When the line containing "Where can the car wheel" appears in the data below, begin copying there and stop only after the line containing "Where can the man be".

[Dataset entries]
######
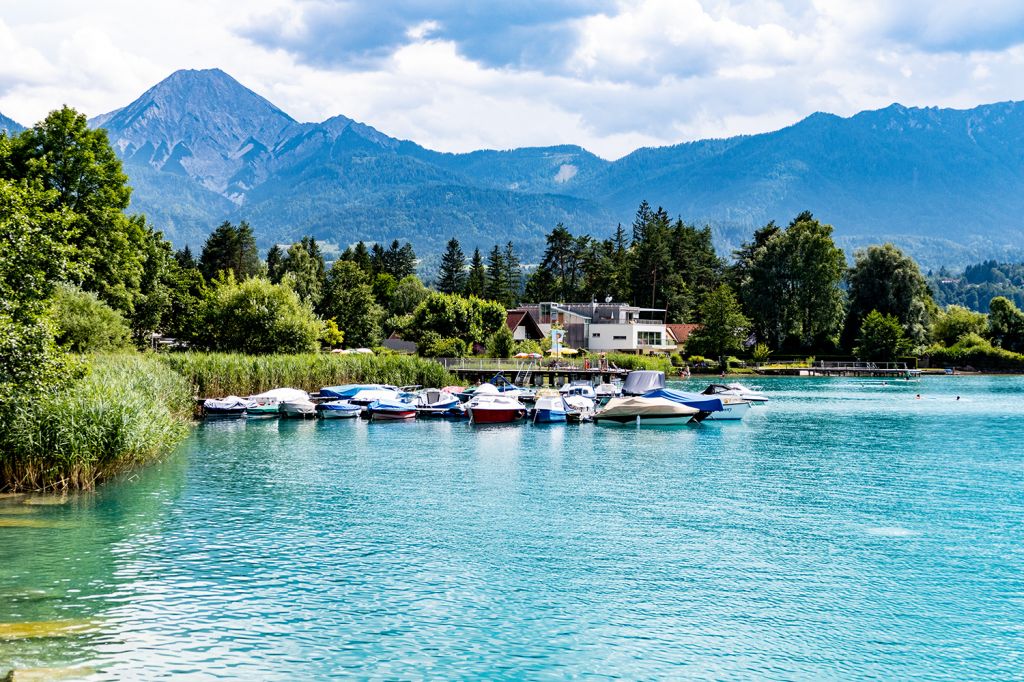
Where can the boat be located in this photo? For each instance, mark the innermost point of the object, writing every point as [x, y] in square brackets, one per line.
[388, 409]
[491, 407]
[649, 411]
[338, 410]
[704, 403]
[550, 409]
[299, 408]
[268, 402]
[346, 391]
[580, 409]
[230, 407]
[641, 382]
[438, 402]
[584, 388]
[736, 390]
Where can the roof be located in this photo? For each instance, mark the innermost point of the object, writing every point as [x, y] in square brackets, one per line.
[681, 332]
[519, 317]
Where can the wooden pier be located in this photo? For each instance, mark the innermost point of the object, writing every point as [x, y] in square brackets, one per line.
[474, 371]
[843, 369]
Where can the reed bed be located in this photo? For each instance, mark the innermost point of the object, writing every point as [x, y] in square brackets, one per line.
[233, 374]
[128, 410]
######
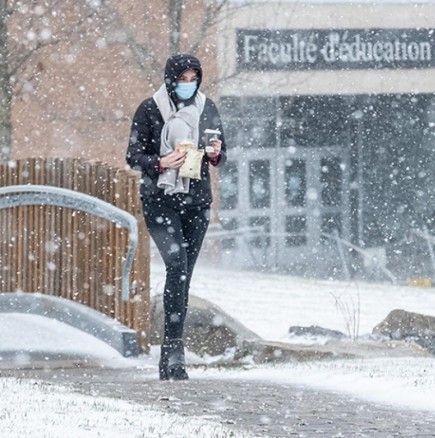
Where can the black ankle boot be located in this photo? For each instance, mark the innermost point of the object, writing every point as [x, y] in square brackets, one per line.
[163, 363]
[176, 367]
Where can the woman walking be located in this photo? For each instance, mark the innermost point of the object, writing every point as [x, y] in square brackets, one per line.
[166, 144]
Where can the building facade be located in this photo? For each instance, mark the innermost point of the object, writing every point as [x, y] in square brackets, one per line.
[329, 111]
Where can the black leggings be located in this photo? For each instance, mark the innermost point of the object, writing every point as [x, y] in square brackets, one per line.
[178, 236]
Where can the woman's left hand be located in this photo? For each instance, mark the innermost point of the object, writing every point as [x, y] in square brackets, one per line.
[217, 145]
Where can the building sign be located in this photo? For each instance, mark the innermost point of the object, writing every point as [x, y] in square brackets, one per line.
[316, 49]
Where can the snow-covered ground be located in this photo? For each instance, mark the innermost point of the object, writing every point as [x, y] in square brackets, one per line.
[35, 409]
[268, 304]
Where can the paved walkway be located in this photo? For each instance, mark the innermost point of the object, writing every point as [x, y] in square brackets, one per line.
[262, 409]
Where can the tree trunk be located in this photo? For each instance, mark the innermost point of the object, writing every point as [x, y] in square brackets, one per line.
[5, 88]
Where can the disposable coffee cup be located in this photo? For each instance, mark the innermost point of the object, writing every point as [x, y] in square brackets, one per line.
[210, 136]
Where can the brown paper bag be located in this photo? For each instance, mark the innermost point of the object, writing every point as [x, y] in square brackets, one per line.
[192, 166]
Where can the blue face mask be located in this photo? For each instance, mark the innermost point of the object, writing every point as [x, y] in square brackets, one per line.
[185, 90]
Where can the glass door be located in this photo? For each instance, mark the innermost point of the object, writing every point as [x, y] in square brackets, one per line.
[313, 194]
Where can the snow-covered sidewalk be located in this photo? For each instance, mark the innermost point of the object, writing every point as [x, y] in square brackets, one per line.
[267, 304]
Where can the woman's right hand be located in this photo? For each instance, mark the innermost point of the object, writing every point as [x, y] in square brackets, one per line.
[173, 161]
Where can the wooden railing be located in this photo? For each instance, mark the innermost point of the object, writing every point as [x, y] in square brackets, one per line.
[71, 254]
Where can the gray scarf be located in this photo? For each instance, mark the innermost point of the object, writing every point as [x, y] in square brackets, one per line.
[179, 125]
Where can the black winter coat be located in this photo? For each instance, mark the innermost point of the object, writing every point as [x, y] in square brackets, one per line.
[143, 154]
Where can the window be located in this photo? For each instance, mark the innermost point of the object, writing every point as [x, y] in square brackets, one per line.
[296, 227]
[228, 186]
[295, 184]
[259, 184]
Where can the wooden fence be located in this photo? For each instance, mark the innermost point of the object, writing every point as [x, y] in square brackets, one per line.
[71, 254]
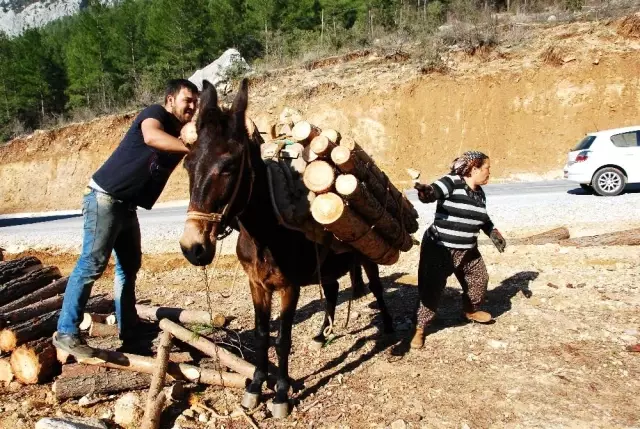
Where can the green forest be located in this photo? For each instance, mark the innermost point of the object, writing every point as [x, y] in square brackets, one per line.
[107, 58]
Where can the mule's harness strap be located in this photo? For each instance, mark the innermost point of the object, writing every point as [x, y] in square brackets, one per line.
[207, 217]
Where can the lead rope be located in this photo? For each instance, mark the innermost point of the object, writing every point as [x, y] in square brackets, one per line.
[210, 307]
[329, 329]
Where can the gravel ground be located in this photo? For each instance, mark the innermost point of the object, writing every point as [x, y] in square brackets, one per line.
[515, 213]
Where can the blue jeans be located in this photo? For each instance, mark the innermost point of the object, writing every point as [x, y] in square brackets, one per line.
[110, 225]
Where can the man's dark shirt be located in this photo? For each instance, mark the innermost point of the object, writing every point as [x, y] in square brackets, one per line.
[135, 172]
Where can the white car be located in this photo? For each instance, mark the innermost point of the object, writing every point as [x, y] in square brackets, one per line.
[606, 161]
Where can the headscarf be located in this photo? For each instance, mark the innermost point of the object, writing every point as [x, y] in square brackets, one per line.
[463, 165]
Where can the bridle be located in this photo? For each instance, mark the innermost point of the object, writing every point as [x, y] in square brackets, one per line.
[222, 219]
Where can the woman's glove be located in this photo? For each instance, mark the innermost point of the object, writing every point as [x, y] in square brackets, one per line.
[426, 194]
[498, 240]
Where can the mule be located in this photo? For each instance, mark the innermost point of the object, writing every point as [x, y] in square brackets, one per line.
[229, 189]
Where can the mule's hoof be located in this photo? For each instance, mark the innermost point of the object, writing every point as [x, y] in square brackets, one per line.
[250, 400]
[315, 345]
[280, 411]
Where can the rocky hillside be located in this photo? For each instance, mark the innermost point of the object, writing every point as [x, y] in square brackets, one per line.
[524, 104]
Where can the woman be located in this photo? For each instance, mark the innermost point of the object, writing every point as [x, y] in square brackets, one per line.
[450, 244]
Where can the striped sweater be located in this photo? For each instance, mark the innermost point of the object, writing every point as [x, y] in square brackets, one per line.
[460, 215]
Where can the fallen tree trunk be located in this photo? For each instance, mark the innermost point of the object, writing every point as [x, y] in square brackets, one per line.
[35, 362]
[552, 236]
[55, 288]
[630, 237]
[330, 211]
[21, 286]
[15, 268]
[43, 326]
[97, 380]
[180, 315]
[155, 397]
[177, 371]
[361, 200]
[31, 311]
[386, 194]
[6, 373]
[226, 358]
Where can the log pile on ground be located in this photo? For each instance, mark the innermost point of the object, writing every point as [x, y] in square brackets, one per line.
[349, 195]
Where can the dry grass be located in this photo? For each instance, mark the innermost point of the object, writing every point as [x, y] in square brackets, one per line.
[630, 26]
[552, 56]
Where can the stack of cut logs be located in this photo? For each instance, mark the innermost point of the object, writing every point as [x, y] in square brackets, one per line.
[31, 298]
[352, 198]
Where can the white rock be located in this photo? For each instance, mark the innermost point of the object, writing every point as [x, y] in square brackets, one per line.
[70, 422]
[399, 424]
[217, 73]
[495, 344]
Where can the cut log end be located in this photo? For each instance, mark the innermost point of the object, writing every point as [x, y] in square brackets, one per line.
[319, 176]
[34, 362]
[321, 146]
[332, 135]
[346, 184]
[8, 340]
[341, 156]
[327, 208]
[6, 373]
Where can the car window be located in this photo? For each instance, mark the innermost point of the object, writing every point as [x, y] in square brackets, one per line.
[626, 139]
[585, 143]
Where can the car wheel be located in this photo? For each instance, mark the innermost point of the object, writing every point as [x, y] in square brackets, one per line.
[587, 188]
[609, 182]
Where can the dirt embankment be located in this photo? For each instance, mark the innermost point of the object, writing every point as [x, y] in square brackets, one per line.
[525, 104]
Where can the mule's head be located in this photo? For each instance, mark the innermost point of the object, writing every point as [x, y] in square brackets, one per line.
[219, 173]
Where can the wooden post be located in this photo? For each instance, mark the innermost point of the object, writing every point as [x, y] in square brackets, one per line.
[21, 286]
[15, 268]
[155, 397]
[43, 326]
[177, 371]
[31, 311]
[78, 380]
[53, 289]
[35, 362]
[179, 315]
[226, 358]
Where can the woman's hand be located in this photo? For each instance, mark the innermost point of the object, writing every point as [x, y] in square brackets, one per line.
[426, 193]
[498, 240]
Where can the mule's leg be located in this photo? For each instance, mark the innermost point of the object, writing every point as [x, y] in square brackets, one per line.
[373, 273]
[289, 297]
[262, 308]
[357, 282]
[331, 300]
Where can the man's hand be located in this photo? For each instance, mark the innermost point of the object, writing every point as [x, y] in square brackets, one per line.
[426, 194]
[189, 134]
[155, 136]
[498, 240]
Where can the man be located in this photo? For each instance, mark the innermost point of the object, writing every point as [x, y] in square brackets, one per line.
######
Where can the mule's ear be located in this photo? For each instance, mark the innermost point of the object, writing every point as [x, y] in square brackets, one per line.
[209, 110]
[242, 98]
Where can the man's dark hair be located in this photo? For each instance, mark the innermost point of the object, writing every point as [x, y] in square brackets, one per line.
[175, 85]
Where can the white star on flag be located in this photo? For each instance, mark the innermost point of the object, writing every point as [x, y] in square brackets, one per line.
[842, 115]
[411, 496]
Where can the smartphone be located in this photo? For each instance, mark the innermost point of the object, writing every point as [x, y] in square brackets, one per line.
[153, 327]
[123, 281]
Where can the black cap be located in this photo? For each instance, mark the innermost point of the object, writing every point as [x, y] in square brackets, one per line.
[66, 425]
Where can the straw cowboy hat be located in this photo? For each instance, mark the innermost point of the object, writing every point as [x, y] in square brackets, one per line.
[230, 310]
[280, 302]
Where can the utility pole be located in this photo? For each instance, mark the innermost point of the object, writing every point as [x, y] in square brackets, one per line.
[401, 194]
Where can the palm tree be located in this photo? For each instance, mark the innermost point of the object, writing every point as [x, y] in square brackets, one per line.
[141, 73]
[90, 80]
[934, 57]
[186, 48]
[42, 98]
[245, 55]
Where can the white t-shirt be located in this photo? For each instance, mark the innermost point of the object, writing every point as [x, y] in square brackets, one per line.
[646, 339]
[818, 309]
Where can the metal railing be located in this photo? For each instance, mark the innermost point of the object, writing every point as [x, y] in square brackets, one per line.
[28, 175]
######
### Written solution
Where can the car wheel be located in this photo? For each instance, mark the innermost point of the object, writing every point as [x, y] in square brackets, one per line.
[587, 188]
[609, 182]
Where can the dirt embankment be located in this photo? For each instance, mark the innermost point of the object, writing every point as [x, y] in square brackets, one per line.
[525, 104]
Where can the mule's head be located in this photo? For each instance, mark the innermost point of the object, writing every point as [x, y] in square brackets, one per line.
[219, 173]
Where can the wooden post be located in this photo? For each instance, mark the innermost point of the object, writing every point as [x, y] in square brackets, one per line.
[21, 286]
[15, 268]
[155, 397]
[43, 326]
[177, 371]
[31, 311]
[78, 380]
[53, 289]
[35, 362]
[179, 315]
[226, 358]
Where can the woman's hand be located in this photo? For each instance, mark the innermost point of the object, writing every point as [x, y] in square brackets, one per line.
[426, 193]
[498, 240]
Where can the mule's leg be located in this photo? For each instance, mark the innermost point of the object, writing every point as [x, y] in square brackets, one per line.
[373, 273]
[289, 297]
[262, 308]
[357, 282]
[331, 300]
Where can the man's hand be located in this photo? For each instance, mark the innermost point of the object, writing every point as [x, y] in square brackets, one per line.
[426, 194]
[189, 134]
[155, 136]
[498, 240]
Where can the man be located in this photo? For each instance, mark the innermost point of the object, writing every point as [x, y] in square brackets, one per line.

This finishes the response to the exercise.